Work required:
Every record must be retyped exactly as it reads.

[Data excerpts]
• • • •

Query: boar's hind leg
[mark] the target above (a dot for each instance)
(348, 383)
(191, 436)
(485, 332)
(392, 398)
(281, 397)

• • • •

Expected output:
Query: boar's hind leg
[mark] the target above (a dot for each instance)
(348, 383)
(191, 436)
(485, 332)
(392, 398)
(281, 397)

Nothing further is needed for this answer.